## DIRECTIVE A
Pull out each line of the records that contains the string "shack". Case counts.

Visit irreverent.fm for more content from our amazing lineup of creators.
Hello and welcome to the series It's in the Code, a part of the podcast Straight White American Jesus, My name is Dan Miller, professor of religion and social thought at Landmark College.
Pleased, as always, to be with all of you.
As always, Straight White American Jesus is offered in partnership with the CAP Center, UCSB.
We thank them.
And as always, I thank all of you who listen to us, who suffer through the ads that help support us, who choose to be patrons and support us financially.
We cannot do it without you.
We thank you for that.
And for this series, I thank all of you who continue to email me at danielmillerswaj.com and help to give the ideas for this series.
As always, I want to pick up with a theme we have for today, and I am recording this on Election Day.
Midterm elections, at the time I'm recording this, or today, brings two things to mind.
One is today's topic, but before that, just a final reminder of our Denver event.
I guess not final, I guess I will post next week before the event, but it's coming right up, just under two weeks away, a week and a half.
Our live event in Denver, first ever live event.
You can be there in person.
We'd love to see you.
You can be there virtually.
We'd love to know that you're doing that as well.
You know the information about how to find it.
If you go to bradleyonishi.com slash nationalism, the information is there.
Great lineup.
We've been pushing it for a while.
You've probably heard about that.
If not, go online, check it out, and we'd love to have you there, whether in person or virtually.
And I know that after the events today, however they all play out, we'll have some great things to talk about with a really great slate of people.
Having said that, let's get into today's topic.
As I say, today is Election Day, and I know that many of you, by the time you hear this, it will be over and you will be looking to sort of figure out where things are.
And I want to, I've been kind of saving this, I've gotten a lot of people that have contacted me about it, I've been promising to do it, and I figured that this was a good time to do it.

## RECORDS FOR THE TASK
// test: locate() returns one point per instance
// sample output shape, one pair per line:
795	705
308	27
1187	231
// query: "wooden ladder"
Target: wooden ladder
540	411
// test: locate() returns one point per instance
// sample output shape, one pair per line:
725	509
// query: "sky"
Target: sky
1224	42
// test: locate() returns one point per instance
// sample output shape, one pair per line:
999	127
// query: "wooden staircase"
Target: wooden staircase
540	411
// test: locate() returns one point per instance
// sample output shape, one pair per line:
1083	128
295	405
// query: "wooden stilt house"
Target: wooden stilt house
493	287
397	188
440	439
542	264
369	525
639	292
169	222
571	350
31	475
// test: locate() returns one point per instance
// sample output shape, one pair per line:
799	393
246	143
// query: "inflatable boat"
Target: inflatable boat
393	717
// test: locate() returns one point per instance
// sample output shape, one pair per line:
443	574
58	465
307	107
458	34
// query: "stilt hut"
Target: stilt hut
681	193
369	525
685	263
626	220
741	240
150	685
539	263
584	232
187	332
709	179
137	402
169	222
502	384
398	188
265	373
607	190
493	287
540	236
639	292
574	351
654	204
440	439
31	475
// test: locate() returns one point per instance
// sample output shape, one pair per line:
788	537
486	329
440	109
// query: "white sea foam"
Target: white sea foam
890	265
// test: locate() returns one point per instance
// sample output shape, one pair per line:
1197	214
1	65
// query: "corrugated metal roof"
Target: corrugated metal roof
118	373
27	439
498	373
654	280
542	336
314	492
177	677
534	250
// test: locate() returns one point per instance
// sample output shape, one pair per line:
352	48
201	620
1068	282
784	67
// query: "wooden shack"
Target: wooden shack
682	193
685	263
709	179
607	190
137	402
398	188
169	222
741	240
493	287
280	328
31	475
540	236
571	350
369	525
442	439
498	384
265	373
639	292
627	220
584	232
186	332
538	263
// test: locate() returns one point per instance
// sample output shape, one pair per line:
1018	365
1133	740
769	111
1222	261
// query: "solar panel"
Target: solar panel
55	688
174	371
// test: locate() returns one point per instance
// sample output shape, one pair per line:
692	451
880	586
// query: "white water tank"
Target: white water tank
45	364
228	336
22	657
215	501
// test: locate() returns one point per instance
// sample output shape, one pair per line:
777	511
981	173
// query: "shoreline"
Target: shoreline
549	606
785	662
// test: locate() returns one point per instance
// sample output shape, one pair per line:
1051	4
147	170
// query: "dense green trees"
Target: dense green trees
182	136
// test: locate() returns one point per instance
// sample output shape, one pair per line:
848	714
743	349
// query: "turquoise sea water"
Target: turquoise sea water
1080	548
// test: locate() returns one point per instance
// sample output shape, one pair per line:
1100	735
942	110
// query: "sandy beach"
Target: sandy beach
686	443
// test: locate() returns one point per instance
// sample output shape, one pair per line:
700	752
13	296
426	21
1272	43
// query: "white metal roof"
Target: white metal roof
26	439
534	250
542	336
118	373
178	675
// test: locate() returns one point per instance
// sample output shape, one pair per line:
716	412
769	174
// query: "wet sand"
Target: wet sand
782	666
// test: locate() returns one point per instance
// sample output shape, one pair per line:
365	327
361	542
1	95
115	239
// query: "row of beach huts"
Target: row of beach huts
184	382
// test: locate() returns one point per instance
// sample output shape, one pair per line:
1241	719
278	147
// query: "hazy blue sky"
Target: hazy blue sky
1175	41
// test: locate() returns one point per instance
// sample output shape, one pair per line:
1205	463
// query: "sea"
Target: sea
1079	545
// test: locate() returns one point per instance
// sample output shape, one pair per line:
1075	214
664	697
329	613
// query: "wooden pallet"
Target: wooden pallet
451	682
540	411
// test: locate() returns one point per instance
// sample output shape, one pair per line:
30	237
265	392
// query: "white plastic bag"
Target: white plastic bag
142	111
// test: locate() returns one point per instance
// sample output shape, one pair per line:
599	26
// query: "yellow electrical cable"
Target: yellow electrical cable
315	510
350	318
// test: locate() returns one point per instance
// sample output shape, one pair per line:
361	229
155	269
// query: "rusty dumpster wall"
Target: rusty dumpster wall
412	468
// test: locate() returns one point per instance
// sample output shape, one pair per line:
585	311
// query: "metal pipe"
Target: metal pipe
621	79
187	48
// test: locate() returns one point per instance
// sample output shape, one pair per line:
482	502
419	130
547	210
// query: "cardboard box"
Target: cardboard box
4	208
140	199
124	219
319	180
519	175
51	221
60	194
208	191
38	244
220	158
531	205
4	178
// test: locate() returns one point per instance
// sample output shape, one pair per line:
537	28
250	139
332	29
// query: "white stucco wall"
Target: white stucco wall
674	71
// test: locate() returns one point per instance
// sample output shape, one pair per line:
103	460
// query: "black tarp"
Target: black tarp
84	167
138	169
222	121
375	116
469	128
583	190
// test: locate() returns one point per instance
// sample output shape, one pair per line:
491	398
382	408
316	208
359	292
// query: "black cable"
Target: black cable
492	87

## DIRECTIVE B
Transcribe the podcast transcript in full, word for word.

## FINISHED ANSWER A
// query: "wooden shack"
Target: wooden shack

## FINISHED ANSWER B
Visit irreverent.fm for more content from our amazing lineup of creators.
Hello and welcome to the series It's in the Code, a part of the podcast Straight White American Jesus, My name is Dan Miller, professor of religion and social thought at Landmark College.
Pleased, as always, to be with all of you.
As always, Straight White American Jesus is offered in partnership with the CAP Center, UCSB.
We thank them.
And as always, I thank all of you who listen to us, who suffer through the ads that help support us, who choose to be patrons and support us financially.
We cannot do it without you.
We thank you for that.
And for this series, I thank all of you who continue to email me at danielmillerswaj.com and help to give the ideas for this series.
As always, I want to pick up with a theme we have for today, and I am recording this on Election Day.
Midterm elections, at the time I'm recording this, or today, brings two things to mind.
One is today's topic, but before that, just a final reminder of our Denver event.
I guess not final, I guess I will post next week before the event, but it's coming right up, just under two weeks away, a week and a half.
Our live event in Denver, first ever live event.
You can be there in person.
We'd love to see you.
You can be there virtually.
We'd love to know that you're doing that as well.
You know the information about how to find it.
If you go to bradleyonishi.com slash nationalism, the information is there.
Great lineup.
We've been pushing it for a while.
You've probably heard about that.
If not, go online, check it out, and we'd love to have you there, whether in person or virtually.
And I know that after the events today, however they all play out, we'll have some great things to talk about with a really great slate of people.
Having said that, let's get into today's topic.
As I say, today is Election Day, and I know that many of you, by the time you hear this, it will be over and you will be looking to sort of figure out where things are.
And I want to, I've been kind of saving this, I've gotten a lot of people that have contacted me about it, I've been promising to do it, and I figured that this was a good time to do it.